:: PASSAGE TO READ

We had covered the respiratory system and the digestive system. Finally it was time for the reproductive system. Dr Bedeham, our biology teacher, took us through asexual reproduction, then frogs, rabbits and finally human reproduction. The textbook was dry and factual and Dr Bedeham simply added that it was something that happened when two people were married and wanted to have babies. That was my formal sex education at age 14. Informally, I perused a copy of The Joy of Sex that the people I babysat for had on their shelves.

“Where Did I Come From?” is intended for much younger children than that, though I honestly couldn’t imagine my mother giving me this book, let alone reading it with me. But for those “red-faced parents” (like this one) sensible enough to want to talk to their curious children about sex at an early age, this is a good opening gambit. Sure it is a little male-focused and perhaps the description of an orgasm (though never named) as a sneeze is a little off the mark, but its jolly matter-of-factness and exuberant, rotund cartoon characters give much more of an idea about why sex is so darn interesting than a biology textbook ever could.

I thought about how this book would do down with my kids. I would undoubtedly get a withering eyeroll from my tween daughter and I suspect my son would discard it in favor of baseball. Personally, I feel a little more comfortable with less jovial books: It’s So Amazing manages to be both informative and reassuring without getting into the intimate details of the ‘”special kind of wriggling” involved.

::::

ACTIVITY LIST >>
1) Output the part of the review that opens with the words containing "We had covered" and closes with "on their shelves.".
2) Answer these questions from the review:
(a) Who taught the writer's biology class?
(b) In "Where Did I Come From?", what is an orgasm described as?
(c) Which book does the writer feel a little more comfortable with?

:: INPUT DATA

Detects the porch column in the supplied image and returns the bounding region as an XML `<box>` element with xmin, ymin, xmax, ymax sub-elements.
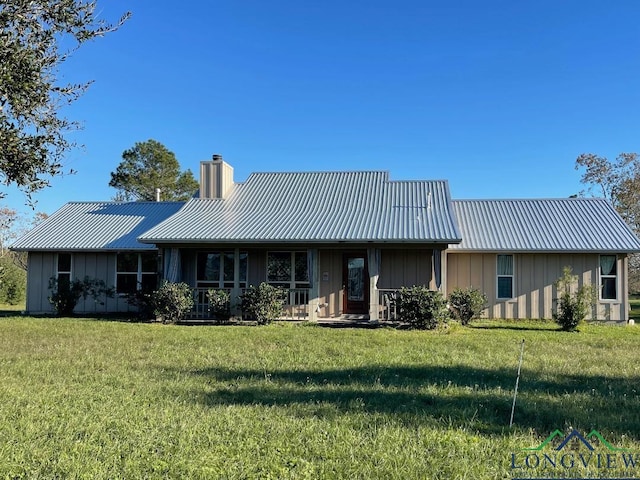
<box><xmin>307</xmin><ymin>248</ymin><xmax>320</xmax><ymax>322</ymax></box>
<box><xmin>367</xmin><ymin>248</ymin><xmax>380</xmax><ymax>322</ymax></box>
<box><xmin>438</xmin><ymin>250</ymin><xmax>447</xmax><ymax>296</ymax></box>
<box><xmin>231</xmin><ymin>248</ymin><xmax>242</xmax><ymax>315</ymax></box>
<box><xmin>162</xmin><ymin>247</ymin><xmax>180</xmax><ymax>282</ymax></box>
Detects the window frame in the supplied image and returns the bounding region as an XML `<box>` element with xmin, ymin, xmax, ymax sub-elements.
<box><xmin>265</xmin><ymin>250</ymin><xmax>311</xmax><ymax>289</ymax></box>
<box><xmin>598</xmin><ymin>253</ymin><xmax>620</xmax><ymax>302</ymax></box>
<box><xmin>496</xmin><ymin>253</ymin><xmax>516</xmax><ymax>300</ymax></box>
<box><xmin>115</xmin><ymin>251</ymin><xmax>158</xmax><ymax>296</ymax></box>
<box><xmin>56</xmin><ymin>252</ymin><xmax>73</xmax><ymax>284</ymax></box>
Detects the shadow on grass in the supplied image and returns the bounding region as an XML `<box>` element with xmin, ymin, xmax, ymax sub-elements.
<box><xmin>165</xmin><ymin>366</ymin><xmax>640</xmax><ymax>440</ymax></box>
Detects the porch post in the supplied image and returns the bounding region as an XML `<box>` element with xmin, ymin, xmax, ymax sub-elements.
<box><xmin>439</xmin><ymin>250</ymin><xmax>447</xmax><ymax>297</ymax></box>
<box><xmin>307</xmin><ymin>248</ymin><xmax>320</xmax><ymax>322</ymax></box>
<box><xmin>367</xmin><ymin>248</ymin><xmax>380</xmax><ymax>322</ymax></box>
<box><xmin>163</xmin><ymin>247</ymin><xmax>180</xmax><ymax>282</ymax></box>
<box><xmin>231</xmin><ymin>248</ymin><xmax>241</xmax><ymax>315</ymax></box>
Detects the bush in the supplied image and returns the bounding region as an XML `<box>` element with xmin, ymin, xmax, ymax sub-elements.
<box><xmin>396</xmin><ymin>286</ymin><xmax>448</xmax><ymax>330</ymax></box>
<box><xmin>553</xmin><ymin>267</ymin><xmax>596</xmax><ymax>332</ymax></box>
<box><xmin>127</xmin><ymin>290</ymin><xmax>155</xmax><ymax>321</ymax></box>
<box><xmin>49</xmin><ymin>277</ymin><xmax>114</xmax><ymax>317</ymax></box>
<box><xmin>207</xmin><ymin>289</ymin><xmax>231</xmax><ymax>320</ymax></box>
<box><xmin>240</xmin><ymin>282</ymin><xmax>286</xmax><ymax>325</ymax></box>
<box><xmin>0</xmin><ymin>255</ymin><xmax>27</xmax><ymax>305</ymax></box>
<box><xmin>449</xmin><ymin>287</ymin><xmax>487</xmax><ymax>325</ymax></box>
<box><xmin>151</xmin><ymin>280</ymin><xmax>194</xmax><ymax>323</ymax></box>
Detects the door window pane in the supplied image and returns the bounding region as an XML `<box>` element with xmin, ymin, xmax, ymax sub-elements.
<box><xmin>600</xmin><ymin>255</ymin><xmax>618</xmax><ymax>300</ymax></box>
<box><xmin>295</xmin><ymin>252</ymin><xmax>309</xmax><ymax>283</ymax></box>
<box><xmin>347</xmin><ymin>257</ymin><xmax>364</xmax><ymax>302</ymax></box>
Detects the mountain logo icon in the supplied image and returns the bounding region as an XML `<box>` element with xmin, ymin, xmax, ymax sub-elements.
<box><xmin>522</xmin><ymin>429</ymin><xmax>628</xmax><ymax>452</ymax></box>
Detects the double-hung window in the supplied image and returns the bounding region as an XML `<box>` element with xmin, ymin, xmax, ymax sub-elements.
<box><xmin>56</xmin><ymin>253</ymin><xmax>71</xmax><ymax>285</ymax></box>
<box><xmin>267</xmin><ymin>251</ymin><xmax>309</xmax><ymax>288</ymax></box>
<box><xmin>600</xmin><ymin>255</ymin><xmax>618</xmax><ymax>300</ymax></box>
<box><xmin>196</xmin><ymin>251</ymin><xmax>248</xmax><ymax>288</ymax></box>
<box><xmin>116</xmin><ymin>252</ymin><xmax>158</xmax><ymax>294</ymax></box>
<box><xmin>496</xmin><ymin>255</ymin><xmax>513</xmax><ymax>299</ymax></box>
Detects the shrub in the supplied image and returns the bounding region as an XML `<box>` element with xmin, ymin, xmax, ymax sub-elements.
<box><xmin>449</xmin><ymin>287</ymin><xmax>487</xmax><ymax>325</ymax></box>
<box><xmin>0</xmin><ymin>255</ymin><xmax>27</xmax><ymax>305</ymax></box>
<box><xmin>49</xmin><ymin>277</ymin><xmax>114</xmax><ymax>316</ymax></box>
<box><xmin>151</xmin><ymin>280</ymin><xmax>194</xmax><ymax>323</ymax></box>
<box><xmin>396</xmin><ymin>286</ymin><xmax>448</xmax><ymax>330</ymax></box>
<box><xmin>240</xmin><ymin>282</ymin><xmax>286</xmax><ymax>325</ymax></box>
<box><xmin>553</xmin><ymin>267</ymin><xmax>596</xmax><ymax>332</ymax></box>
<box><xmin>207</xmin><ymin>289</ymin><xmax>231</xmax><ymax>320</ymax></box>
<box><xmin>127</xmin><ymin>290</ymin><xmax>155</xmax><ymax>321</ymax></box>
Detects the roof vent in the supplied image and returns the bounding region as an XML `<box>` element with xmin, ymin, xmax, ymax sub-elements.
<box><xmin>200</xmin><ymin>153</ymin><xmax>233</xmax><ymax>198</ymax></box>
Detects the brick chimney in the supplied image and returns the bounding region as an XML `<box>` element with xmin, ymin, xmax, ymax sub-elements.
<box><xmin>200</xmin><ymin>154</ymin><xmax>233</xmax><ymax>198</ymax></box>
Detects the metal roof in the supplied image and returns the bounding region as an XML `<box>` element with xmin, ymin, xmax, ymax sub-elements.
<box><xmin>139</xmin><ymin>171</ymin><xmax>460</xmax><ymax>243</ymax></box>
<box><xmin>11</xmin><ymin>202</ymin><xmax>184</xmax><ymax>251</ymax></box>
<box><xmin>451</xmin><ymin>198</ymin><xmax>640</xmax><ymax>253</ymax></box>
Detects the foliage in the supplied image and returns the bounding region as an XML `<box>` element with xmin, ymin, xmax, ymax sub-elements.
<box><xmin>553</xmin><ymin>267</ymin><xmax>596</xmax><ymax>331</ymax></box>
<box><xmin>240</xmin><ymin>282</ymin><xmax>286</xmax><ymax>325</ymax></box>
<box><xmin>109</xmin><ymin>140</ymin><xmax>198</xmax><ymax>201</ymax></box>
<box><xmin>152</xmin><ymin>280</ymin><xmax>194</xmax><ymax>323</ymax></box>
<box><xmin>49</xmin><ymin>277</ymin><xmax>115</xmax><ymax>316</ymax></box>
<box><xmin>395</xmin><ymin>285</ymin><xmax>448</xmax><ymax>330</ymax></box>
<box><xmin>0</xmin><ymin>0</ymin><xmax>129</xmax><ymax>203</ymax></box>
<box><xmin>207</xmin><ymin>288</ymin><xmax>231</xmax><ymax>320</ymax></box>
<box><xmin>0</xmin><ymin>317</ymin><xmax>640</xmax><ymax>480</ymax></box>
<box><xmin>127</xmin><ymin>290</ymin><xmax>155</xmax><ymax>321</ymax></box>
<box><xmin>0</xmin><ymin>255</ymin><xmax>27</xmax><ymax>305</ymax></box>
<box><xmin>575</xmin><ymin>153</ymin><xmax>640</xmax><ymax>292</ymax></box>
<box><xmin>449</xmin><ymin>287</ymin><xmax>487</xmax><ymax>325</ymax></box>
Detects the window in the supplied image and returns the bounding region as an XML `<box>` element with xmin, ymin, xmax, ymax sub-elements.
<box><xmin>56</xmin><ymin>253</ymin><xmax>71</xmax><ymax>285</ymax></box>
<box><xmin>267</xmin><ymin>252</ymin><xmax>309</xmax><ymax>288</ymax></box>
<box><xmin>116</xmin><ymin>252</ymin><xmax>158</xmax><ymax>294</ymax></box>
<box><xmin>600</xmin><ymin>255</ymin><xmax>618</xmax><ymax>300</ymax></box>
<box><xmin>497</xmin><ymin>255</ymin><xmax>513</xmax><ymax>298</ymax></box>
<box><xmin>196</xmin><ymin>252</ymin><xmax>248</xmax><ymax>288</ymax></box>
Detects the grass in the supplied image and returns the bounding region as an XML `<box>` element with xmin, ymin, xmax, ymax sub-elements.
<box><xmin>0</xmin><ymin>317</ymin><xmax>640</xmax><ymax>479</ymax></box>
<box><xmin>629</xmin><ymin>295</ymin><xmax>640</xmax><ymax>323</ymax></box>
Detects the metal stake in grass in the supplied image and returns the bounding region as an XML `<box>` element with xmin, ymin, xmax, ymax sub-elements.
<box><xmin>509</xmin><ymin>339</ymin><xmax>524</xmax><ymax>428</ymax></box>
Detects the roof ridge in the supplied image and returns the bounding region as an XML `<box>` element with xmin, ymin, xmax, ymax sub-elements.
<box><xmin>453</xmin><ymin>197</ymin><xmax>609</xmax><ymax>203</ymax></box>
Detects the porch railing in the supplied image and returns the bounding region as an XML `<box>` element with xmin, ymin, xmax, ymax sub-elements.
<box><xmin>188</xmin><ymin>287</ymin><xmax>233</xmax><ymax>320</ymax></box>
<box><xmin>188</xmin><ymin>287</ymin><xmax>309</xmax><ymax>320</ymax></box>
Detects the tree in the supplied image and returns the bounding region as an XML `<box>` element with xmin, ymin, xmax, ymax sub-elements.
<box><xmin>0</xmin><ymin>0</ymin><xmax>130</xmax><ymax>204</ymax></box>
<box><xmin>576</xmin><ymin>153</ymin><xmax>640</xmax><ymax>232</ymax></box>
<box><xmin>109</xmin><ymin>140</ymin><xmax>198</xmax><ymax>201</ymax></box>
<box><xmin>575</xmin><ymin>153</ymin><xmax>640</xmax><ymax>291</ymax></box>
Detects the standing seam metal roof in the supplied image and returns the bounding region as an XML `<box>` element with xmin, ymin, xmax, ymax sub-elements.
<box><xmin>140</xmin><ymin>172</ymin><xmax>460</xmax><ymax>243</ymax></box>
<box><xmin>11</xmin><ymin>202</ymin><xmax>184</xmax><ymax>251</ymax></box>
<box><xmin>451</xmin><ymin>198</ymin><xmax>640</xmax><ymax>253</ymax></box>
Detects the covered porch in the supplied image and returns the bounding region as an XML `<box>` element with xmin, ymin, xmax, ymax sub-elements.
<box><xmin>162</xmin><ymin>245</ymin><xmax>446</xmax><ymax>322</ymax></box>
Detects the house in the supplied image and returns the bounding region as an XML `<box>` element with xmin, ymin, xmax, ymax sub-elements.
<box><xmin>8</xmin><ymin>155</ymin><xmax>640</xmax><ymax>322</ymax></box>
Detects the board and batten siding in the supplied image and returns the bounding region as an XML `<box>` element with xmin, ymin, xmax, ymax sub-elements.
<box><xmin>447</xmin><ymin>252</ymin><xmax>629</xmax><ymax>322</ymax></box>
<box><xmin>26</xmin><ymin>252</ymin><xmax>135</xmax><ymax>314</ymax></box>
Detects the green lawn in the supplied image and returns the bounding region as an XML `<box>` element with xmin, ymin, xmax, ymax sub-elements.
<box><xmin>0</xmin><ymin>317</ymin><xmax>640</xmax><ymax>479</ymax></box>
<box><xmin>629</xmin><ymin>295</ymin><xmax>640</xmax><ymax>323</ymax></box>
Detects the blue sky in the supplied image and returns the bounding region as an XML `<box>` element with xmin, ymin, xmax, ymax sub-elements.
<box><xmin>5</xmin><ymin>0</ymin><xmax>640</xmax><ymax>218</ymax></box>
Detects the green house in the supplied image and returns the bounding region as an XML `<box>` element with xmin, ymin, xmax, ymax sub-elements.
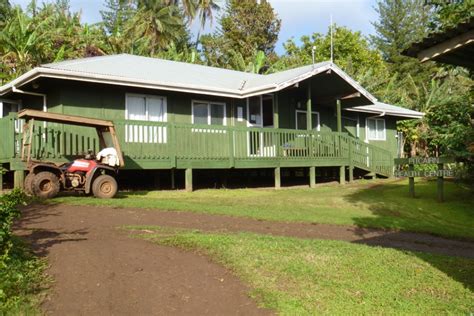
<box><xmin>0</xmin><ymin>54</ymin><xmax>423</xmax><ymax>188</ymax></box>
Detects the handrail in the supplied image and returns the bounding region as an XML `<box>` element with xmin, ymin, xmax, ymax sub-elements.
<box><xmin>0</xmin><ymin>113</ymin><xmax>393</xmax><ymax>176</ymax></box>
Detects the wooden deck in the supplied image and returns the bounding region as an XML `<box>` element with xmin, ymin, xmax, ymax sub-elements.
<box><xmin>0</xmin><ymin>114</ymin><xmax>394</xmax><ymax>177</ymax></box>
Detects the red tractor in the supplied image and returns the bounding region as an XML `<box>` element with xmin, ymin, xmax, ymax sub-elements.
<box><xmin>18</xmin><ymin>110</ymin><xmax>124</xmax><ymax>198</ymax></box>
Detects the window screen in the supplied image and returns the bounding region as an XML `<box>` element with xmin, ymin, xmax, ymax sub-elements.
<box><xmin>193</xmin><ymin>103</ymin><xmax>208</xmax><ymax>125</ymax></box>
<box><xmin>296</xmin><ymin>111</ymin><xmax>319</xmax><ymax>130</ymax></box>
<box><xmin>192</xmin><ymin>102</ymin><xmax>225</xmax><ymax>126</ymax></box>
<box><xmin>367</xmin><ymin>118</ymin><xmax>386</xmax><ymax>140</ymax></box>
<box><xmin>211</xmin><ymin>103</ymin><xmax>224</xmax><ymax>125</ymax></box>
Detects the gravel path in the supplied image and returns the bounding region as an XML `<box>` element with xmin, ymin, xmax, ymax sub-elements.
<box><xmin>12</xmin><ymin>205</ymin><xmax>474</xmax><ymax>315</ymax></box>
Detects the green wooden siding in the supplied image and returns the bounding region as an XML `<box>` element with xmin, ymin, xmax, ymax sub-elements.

::::

TASK RESPONSES >>
1)
We had covered the respiratory system and the digestive system. Finally it was time for the reproductive system. Dr Bedeham, our biology teacher, took us through asexual reproduction, then frogs, rabbits and finally human reproduction. The textbook was dry and factual and Dr Bedeham simply added that it was something that happened when two people were married and wanted to have babies. That was my formal sex education at age 14. Informally, I perused a copy of The Joy of Sex that the people I babysat for had on their shelves.

2)
(a) Dr Bedeham
(b) A sneeze
(c) It's So Amazing